Nigel Farage sabía que tenía un problema. Pero no le importaba. Al día siguiente de que Reino Unido votara a favor de marcharse de la Unión Europea, una decisión que él, como líder del UKIP, había fomentado a través de toda clase de eslóganes, Farage tuvo que enfrentarse a una cuestión incómoda: ¿cuándo y cómo regresarían los 350 millones de libras robados por la Unión Europea al sistema público de salud británico? No en vano, era una de las más importantes ideas de su campaña.

Yo nunca dije eso“, respondió Farage a una incrédula presentadora. “Pero su autobús…”, trató de recordar. “No era mi autobús”. Farage despachaba así la afirmación, pomposa y posiblemente clave para muchos votantes del “Leave” durante la campaña. Según él, había sido un error, o una mentira, pero en cualquier caso no importaba: lo relevante era que Reino Unido volvía a ser un país independiente. ¿Los 350 millones de libras? El precio a pagar por la libertad y por recuperar su propio futuro.

Farage y la campaña del Leave habían mentido. Y no les importó admitirlo veladamente la mañana posterior al referéndum. Nadie salió en televisión defendiendo, por ejemplo, que gracias a la salida de la Unión Europea el Reino Unido ya no estaría expuesto a la llegada masiva de inmigrantes turcos, cuya entrada en el espacio comunitario, según afirmaban miles de carteles repartidos por las ciudades de todo el mundo, era inminente. La idea era una mentira, pero funcionaba dentro de un relato interno.

La verdad no importaba.

Trump Farage Donald Trump y Nigel Farage. (Gerald Herbert/AP Photo)

El Reino Unido jamás recuperará los 350 millones de libras para el NHS, porque nunca existieron, del mismo modo que jamás se librará de la inminente entrada de Turquía en la Unión Europea, porque nunca ha estado cerca de ello. Los medios liberales y progresistas británicos trataron de echar por tierra los mitos de la campaña del Leave. Sin éxito. Perdieron el voto. No lograron convencer a los votantes euroescépticos de que los argumentos utilizados por los políticos en los que confiaban eran falsos.

Mientras tanto, al otro lado del Atlántico, Donald Trump afirmaba cosas falsas al menos un 78% de las ocasiones en las que abría la boca. La más escandalosa, que no la última, fue cuando apareció en un estrado para negar que él hubiera ideado la polémica del nacimiento fuera de Estados Unidos de Barack Obama. En su lugar, culpó a la campaña de Hillary Clinton en 2008. Era mentira. Y los medios, hartos de lidiar con un hombre tan esquivo a la verdad, decidieron recordarlo en sus titulares, de forma muy singular.

INFORMACIÓN EXTRAÍDA —
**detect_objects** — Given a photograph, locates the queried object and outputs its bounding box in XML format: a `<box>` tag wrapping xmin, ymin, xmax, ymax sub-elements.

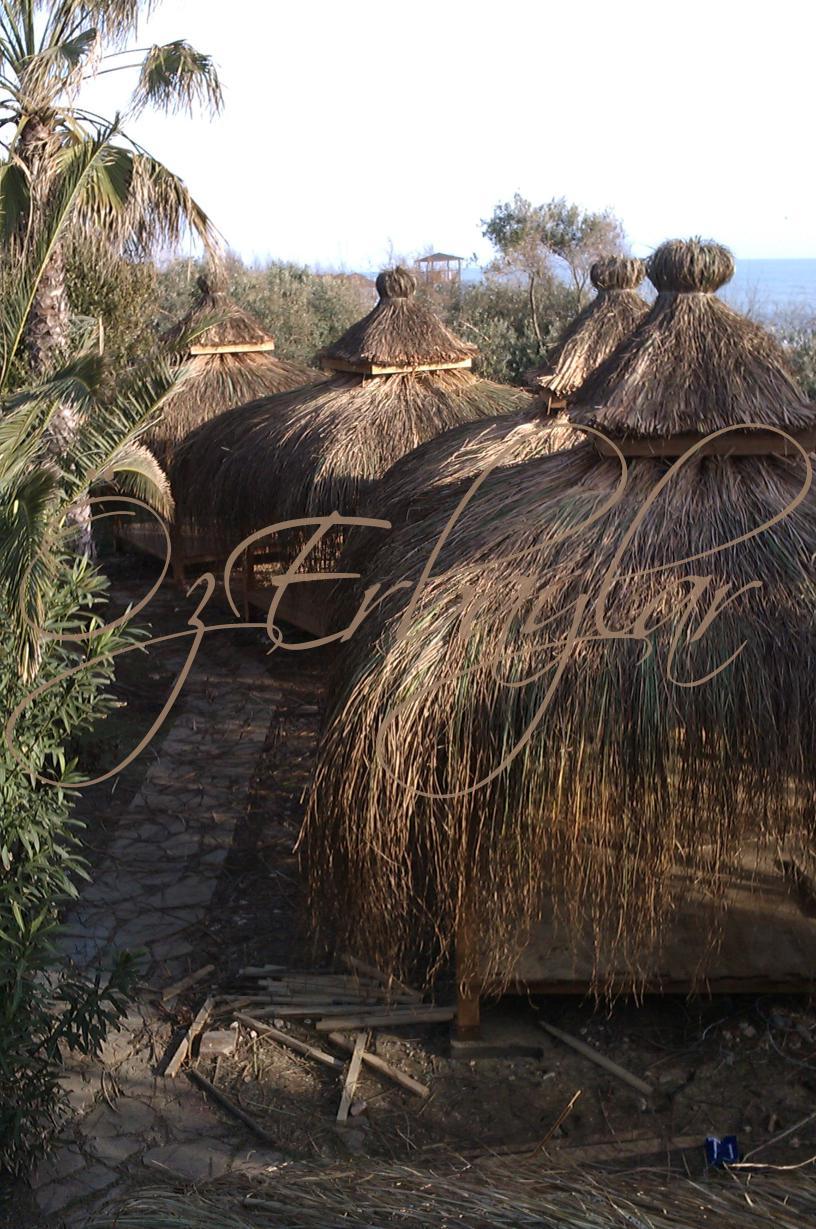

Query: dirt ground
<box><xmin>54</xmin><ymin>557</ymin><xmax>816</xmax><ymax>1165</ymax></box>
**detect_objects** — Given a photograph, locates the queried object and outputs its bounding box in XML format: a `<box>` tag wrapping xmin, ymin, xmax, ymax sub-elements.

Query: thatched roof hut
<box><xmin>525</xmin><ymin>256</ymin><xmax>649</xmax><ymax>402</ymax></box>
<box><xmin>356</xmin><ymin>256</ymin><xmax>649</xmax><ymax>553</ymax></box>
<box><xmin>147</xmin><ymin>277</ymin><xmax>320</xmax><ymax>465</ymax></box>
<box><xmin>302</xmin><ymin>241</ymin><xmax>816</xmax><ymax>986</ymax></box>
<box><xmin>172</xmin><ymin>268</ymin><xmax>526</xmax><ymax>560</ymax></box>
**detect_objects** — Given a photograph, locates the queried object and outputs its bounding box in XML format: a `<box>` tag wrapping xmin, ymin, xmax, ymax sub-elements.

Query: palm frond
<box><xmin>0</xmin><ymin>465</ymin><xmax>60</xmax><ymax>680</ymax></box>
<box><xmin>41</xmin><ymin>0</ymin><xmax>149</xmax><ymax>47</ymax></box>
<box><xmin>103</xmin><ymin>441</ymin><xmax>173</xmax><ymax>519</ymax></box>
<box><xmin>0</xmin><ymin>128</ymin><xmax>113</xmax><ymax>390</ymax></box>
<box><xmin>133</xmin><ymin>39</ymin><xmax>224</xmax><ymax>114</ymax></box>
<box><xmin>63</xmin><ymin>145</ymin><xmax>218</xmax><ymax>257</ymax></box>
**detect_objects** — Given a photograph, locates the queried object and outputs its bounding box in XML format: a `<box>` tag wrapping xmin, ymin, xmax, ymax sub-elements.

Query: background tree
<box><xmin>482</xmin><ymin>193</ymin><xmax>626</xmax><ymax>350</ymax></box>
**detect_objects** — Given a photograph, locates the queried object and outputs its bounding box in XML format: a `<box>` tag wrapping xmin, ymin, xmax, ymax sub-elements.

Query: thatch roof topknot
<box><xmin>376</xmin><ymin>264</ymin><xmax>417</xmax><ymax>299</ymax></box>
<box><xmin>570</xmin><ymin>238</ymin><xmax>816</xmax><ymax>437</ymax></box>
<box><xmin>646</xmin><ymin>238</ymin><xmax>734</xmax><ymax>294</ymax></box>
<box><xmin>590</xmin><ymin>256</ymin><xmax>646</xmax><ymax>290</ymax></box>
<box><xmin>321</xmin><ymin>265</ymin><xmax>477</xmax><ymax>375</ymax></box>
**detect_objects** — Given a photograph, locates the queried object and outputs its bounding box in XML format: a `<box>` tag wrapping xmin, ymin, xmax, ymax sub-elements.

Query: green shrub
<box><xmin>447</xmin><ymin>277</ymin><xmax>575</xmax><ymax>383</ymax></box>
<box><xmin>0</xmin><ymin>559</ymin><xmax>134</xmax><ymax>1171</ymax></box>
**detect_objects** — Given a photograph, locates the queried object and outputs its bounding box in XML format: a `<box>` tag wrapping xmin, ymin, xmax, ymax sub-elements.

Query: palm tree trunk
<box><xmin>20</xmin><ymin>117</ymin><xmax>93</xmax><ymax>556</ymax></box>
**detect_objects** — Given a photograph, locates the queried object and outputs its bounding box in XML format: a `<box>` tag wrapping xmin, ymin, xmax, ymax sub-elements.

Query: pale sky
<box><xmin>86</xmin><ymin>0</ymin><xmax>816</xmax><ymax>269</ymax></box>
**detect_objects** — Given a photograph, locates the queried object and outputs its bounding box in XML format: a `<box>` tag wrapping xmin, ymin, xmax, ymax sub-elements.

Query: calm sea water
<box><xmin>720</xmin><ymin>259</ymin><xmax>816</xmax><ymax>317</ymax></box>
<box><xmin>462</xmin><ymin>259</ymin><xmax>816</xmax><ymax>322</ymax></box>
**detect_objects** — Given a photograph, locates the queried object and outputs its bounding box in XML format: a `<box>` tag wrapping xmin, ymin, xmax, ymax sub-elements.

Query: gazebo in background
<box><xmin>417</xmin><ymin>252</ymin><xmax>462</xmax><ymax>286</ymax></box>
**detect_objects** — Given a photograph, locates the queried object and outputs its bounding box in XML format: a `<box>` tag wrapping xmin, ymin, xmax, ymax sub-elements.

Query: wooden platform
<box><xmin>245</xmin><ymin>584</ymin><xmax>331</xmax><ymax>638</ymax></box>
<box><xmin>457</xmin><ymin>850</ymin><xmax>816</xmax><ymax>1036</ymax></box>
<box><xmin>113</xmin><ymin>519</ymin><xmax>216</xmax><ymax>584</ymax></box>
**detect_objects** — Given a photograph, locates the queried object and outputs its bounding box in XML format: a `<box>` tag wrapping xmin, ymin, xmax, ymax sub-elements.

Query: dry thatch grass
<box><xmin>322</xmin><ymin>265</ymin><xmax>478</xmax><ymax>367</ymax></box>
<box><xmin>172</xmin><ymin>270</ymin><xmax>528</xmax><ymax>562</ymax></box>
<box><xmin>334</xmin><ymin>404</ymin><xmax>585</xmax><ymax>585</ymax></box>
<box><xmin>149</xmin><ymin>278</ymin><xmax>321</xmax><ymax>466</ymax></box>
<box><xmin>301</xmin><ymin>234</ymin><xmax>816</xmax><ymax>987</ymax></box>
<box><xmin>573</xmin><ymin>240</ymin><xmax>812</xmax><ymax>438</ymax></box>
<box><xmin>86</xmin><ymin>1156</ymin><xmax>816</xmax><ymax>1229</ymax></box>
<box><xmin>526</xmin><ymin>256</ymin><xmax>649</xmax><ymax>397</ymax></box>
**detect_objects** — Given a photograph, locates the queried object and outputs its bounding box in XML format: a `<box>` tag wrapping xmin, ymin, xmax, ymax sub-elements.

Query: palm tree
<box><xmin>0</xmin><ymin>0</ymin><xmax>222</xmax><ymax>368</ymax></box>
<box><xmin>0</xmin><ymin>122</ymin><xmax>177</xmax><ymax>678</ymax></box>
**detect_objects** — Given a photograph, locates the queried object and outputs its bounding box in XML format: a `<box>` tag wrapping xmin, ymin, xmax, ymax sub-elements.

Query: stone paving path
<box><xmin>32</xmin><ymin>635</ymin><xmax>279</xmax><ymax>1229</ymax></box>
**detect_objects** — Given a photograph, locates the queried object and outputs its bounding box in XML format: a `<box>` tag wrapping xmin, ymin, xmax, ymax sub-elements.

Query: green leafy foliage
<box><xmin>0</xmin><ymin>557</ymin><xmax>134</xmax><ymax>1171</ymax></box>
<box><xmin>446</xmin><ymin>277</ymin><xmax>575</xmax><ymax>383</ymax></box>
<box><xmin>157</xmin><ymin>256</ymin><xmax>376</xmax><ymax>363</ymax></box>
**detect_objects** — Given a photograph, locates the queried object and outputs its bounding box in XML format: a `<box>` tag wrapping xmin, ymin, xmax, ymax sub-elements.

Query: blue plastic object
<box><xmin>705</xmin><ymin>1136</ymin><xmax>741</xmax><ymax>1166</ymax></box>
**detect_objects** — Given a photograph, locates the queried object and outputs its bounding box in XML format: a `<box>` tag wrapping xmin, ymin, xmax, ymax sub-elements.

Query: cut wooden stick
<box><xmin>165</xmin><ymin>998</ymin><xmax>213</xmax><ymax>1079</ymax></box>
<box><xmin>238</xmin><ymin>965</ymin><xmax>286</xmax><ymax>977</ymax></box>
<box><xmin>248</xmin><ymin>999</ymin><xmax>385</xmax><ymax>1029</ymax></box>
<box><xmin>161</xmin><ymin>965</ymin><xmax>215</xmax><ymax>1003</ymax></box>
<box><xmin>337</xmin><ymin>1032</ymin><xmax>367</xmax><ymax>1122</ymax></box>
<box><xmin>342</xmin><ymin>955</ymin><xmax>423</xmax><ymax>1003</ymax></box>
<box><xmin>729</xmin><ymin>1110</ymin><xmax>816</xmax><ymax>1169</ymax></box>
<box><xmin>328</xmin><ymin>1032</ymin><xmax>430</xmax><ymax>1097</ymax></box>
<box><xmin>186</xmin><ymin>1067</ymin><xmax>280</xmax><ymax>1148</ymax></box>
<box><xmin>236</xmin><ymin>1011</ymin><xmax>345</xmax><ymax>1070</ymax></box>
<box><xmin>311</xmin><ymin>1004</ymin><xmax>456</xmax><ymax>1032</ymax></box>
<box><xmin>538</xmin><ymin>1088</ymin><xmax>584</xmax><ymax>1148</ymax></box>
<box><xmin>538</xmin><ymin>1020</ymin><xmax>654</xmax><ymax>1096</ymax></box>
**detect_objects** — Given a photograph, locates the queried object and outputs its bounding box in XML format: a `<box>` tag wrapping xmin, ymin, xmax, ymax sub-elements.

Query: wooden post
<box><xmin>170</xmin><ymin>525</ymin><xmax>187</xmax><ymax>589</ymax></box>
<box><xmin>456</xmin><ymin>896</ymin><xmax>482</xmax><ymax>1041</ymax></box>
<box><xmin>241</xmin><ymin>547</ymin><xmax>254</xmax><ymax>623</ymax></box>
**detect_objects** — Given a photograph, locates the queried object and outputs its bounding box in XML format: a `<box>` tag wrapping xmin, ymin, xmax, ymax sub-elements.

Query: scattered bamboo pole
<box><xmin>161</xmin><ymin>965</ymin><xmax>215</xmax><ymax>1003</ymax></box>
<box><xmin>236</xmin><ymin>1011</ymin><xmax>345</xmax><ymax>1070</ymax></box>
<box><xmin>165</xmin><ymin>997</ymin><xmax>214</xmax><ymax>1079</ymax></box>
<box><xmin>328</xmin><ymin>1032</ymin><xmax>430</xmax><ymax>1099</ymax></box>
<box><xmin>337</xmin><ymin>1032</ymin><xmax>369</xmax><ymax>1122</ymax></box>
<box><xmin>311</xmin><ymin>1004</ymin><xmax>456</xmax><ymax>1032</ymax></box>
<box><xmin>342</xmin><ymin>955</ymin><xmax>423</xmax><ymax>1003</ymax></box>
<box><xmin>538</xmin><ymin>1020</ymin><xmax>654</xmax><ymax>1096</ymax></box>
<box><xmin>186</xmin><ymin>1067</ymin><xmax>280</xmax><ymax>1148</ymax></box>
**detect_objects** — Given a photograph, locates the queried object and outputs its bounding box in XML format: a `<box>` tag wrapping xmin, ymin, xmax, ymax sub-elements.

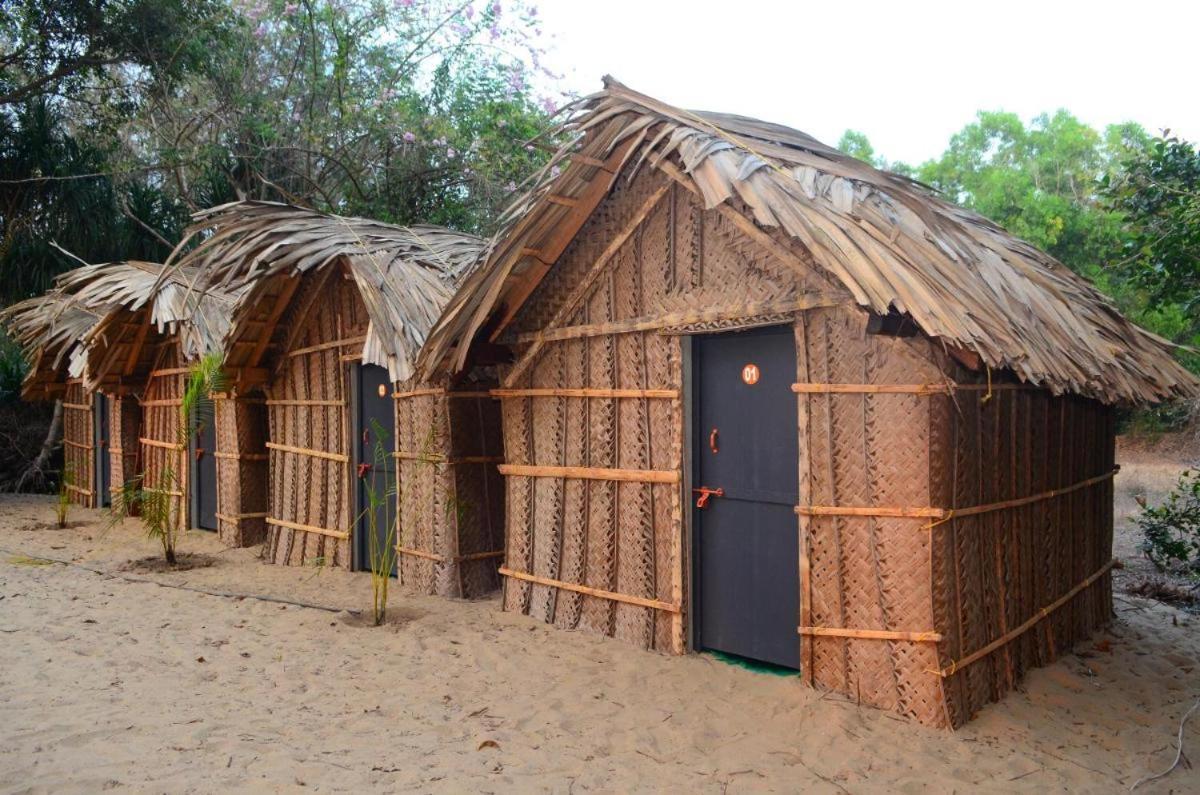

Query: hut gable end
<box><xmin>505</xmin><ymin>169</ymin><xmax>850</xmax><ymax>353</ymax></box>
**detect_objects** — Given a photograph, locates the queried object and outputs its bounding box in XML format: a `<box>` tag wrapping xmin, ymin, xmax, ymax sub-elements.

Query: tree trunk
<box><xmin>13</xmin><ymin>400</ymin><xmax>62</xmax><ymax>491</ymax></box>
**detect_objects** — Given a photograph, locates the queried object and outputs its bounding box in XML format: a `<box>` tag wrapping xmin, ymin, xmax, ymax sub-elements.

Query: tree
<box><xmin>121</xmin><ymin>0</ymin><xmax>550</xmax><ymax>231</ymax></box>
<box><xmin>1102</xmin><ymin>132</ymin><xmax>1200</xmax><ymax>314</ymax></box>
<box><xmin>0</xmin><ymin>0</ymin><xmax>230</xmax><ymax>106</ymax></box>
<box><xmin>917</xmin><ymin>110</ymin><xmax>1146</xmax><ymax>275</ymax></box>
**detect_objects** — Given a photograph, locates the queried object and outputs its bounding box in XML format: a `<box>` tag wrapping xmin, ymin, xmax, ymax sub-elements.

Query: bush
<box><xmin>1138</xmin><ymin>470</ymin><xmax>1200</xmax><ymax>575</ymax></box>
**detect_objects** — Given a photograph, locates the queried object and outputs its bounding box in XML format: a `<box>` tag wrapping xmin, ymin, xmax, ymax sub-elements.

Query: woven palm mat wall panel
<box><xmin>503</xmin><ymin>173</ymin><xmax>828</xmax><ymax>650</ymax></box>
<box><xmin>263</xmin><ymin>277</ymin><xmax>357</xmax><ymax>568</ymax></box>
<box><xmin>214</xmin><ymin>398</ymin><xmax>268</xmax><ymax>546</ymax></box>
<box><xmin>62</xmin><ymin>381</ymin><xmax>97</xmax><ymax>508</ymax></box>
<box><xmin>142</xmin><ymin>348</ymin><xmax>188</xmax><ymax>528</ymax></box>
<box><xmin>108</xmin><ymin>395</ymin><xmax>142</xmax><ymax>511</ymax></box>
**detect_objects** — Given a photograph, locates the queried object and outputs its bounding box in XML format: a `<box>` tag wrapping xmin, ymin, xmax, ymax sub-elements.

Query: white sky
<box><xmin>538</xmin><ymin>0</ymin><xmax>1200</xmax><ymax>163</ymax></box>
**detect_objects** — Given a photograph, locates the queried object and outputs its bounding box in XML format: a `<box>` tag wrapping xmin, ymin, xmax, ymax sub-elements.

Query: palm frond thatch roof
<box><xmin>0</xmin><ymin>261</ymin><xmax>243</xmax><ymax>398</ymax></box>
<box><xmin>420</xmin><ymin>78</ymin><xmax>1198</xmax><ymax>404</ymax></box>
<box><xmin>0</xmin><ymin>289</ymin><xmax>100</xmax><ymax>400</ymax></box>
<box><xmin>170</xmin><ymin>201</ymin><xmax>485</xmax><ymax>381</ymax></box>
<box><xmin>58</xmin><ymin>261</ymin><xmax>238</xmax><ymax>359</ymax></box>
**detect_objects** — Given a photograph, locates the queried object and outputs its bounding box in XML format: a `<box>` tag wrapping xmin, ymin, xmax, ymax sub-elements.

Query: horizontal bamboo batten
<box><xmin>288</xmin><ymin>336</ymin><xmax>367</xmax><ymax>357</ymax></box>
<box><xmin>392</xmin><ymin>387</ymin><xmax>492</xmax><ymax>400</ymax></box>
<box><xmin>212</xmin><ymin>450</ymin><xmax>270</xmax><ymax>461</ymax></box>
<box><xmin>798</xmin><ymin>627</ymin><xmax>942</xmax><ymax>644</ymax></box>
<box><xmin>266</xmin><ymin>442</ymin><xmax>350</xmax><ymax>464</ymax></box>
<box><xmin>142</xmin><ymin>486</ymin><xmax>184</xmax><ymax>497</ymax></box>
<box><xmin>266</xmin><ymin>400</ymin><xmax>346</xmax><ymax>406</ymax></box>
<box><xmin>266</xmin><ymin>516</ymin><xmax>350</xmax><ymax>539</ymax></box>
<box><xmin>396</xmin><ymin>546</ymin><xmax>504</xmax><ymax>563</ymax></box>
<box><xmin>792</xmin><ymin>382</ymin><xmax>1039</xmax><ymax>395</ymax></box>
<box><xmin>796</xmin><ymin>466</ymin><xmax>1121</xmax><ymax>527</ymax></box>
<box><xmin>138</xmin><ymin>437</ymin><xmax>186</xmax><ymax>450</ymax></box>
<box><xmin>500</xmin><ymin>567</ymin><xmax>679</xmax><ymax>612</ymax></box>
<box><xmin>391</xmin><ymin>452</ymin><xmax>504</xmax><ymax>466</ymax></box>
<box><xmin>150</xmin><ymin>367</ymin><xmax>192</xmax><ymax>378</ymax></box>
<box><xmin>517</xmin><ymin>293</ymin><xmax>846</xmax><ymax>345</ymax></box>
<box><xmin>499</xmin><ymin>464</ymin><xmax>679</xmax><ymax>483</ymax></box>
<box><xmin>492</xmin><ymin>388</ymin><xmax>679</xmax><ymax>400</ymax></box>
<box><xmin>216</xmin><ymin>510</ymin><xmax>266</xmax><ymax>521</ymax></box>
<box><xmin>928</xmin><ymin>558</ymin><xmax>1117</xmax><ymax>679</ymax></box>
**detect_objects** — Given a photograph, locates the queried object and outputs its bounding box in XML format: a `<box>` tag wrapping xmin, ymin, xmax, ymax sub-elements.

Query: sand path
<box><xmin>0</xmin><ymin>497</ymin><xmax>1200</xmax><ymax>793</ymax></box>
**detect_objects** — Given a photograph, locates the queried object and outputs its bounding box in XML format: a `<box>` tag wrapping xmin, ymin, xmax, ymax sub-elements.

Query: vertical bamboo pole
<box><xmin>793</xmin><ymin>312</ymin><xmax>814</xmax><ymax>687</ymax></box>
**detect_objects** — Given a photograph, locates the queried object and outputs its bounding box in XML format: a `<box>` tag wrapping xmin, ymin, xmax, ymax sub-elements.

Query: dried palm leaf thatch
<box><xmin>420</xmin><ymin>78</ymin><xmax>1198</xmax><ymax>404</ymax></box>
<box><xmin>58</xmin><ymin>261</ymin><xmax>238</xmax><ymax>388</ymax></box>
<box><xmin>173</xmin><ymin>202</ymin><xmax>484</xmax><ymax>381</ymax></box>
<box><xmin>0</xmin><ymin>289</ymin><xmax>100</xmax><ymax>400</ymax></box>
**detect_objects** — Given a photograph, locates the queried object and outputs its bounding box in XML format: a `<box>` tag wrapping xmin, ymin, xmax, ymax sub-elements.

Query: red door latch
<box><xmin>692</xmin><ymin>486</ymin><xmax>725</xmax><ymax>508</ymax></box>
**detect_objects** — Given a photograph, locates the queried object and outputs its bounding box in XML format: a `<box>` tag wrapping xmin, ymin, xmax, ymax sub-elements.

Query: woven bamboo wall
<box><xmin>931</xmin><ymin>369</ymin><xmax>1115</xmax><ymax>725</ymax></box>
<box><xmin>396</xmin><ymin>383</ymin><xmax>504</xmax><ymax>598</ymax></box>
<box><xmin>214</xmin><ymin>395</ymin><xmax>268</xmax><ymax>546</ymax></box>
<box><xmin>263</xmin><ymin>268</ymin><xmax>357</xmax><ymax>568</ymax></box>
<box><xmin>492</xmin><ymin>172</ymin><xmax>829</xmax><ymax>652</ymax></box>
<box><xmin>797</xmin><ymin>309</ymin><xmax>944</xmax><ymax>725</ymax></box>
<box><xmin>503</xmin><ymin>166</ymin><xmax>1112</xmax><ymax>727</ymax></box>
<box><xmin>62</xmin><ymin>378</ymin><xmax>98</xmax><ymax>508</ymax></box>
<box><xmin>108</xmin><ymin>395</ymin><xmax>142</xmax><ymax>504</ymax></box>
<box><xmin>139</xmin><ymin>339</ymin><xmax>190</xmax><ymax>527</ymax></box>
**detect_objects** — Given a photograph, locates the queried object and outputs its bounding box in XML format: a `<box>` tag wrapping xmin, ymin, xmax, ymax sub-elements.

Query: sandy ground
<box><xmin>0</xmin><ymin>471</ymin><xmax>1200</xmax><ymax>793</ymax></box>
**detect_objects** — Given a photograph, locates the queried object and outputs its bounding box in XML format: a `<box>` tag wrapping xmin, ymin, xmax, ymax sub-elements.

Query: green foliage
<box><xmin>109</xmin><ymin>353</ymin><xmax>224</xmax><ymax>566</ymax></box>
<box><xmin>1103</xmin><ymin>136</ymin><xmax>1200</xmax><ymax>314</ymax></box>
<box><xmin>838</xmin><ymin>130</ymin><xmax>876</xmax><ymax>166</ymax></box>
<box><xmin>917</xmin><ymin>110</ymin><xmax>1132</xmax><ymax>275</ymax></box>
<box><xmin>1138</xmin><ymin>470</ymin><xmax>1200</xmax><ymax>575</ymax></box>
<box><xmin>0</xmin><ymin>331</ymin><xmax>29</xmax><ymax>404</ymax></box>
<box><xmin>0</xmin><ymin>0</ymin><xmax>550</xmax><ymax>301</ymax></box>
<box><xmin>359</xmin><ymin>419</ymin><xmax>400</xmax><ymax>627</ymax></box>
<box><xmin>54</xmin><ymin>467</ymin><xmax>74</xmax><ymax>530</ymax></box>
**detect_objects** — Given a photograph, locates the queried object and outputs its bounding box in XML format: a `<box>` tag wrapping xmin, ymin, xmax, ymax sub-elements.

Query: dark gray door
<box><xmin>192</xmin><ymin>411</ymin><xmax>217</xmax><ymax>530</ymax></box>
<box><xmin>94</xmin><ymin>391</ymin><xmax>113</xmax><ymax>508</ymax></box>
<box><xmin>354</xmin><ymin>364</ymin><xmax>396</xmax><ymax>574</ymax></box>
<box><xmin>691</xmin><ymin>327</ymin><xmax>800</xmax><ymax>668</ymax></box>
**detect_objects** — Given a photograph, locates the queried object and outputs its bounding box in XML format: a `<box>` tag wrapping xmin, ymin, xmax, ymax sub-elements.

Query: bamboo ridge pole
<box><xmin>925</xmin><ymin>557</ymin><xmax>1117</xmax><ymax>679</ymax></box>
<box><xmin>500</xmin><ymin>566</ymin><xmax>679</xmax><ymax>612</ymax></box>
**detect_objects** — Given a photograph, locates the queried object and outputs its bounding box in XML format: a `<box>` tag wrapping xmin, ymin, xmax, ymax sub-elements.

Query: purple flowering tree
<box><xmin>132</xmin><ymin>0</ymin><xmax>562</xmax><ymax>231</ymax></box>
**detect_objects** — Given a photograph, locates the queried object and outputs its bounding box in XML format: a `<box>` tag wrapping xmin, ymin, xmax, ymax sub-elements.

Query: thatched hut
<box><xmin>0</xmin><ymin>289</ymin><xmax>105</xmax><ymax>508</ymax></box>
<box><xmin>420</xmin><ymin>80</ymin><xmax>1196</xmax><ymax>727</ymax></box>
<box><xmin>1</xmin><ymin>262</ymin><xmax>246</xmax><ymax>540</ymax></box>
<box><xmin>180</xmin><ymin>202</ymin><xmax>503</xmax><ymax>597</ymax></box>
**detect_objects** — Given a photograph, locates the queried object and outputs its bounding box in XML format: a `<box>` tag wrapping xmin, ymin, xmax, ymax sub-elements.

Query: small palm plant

POR HACER —
1. Enumera todas las personas que aparecen nombradas en el texto de lectura.
2. Reproduce al pie de la letra el tramo del texto de lectura que va desde "Trump Farage Donald" hasta "confiaban eran falsos.".

RESPUESTAS POR TAREA —
1. Nigel Farage, Donald Trump, Gerald Herbert, Barack Obama y Hillary Clinton.

2.
Trump Farage Donald Trump y Nigel Farage. (Gerald Herbert/AP Photo)

El Reino Unido jamás recuperará los 350 millones de libras para el NHS, porque nunca existieron, del mismo modo que jamás se librará de la inminente entrada de Turquía en la Unión Europea, porque nunca ha estado cerca de ello. Los medios liberales y progresistas británicos trataron de echar por tierra los mitos de la campaña del Leave. Sin éxito. Perdieron el voto. No lograron convencer a los votantes euroescépticos de que los argumentos utilizados por los políticos en los que confiaban eran falsos.